* [Task to complete] Can you reproduce, word for word, the part of the December 3, 1656 parliamentary record starting with "Colonel Rouse. He" and going on through "debts, ut supra."?

* [Excerpted passage]
▼▼▼
Wednesday, December 3, 1656.
A private bill for the Patron and Vicar of Plymouth, to
let leases for three lives, or ninety-nine years, at a rack-rent,
was read the second time.
Mr. Pedley and Mr. Robinson. (fn. 1) For form's sake, it should
be committed. By the common law, the Patron, Vicar, and
Ordinary, joining, may let leases ut supra; but per statute, 13
Eliz., they are restrained. It alters the law, and so by the
orders it ought to be committed, to hear what any body can
say to it.
Major-General Kekey, Mr. Fowell, and Mr. Bond. There
is no need to commit it, for none can except against it, seeing
there is no power given by the bill to take fines, &c. but to let
at a rack-rent, which (if that were observed in all corporations) it were no injury to grant such a liberty to all corporations in general.
Resolved, that the bill be ingrossed; but, by direction of
the Speaker, [Sir Thomas Widdrington] the question was
put for commitment, that being the proper question.
Mr. Speaker. Here are two private bills, concerning two of
the members, which I suppose you will admit to be read as the
An Act to enable Richard Carter, Esq. son and heir of
John Carter, Esq. deceased, to sell lands for payment of the
debts of the said John Carter the father, and Richard his son.
Read the first time. His father's debts, three thousand
pounds, wherein the son stands engaged per bond.
Colonel Rouse. He is sued. Judgments, executions, and
ousters, against him; and in daily danger to be laid in prison.
His rents of assize are one hundred pounds per annum; demesnes, four hundred pounds per annum. He desires this may
be settled upon him, in fee for payment of debts, ut supra.
Resolved, that this bill be read the second time on Saturday.
Mr. Robinson.—I desire that longer time may be given for
the second reading, for it may concern other persons.
The Master of the Rolls. [William Lenthall] Judge-Advocate Whalley's case is very hard. I desire his bill may be read.
Scotch. It being appointed to be read another
day, and it being now adjourned sine die, it ought not to be
read without a new order to that purpose; so I would not
have it read now.
An Act for settling Henry Whalley and Erasmus Smith in
certain lands fallen to them by lots, upon the adventures in
Ireland: acres, Irish measure, 11,750; formerly of the Lords
of Ardes (fn. 3) and Glainboise.
They pretend that one may compound, per the Lord Protector's ordinance; and that the other has articles of war,
(viz. Lord of Ardes.) It was desired that these lots, being
cast in first, might, notwithstanding these claims, be settled
Sir John Reynolds and Colonel Markham. Would have some
expedient found upon committing of the bill, to satisfy JudgeAdvocate Whalley some other way, for Lord Glainboise has
compounded for these lands, according to the ordinance of his
Highness. You ought to be tender, likewise, in the articles
which Lord Ardes pretends to; hope you will use mercy
rather than rigour.
Mr. — Scotch. Lord Glainboise hath been very faithful
to you, though he had the hap to be a little wrong, for which
he was sequestered; and having compounded (if it be reversed), who is secured ?
Mr. Robinson. These adventurers ought to be specially
respected; for they were the first that trusted you, as that
gentleman told you. If you be not steady, who will trust
you? I would rather violate the other claims, than those
which were grounded upon so much trust and confidence in
your cause, when it was but in its infancy. I speak it not for
Judge-Advocate Whalley, nor for Mr. Smith. I know him
not: but I speak for the justice and credit of your old cause.
▲▲▲
(Rows from a dataset)
▼▼▼
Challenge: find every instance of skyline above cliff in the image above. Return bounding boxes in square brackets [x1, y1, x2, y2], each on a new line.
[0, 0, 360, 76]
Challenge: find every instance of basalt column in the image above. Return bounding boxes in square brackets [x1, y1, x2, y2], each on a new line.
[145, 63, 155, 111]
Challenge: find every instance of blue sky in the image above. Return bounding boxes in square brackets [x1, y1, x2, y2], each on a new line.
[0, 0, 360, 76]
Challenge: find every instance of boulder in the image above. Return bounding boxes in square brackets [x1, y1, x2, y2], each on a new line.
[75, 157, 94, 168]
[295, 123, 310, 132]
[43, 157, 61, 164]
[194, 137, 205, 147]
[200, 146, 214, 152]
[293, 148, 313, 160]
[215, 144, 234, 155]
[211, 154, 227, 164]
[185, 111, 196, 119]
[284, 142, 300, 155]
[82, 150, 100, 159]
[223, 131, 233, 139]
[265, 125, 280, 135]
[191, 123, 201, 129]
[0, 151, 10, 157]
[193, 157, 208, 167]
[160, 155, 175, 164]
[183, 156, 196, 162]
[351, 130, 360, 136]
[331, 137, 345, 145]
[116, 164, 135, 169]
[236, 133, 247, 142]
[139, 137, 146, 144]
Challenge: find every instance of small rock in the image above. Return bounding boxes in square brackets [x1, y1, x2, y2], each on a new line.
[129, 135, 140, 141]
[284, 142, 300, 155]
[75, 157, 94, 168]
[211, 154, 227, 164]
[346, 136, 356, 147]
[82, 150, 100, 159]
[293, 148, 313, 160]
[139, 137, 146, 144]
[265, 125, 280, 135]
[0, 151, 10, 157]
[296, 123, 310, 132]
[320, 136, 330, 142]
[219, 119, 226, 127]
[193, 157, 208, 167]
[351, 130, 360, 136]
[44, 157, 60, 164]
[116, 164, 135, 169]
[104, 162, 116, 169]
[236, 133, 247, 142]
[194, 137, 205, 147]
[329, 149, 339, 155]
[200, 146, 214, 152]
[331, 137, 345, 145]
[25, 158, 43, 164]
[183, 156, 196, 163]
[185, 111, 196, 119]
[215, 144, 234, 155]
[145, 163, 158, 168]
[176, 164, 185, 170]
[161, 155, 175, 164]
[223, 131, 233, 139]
▲▲▲
* [Answer to this task]
Colonel Rouse. He is sued. Judgments, executions, and
ousters, against him; and in daily danger to be laid in prison.
His rents of assize are one hundred pounds per annum; demesnes, four hundred pounds per annum. He desires this may
be settled upon him, in fee for payment of debts, ut supra.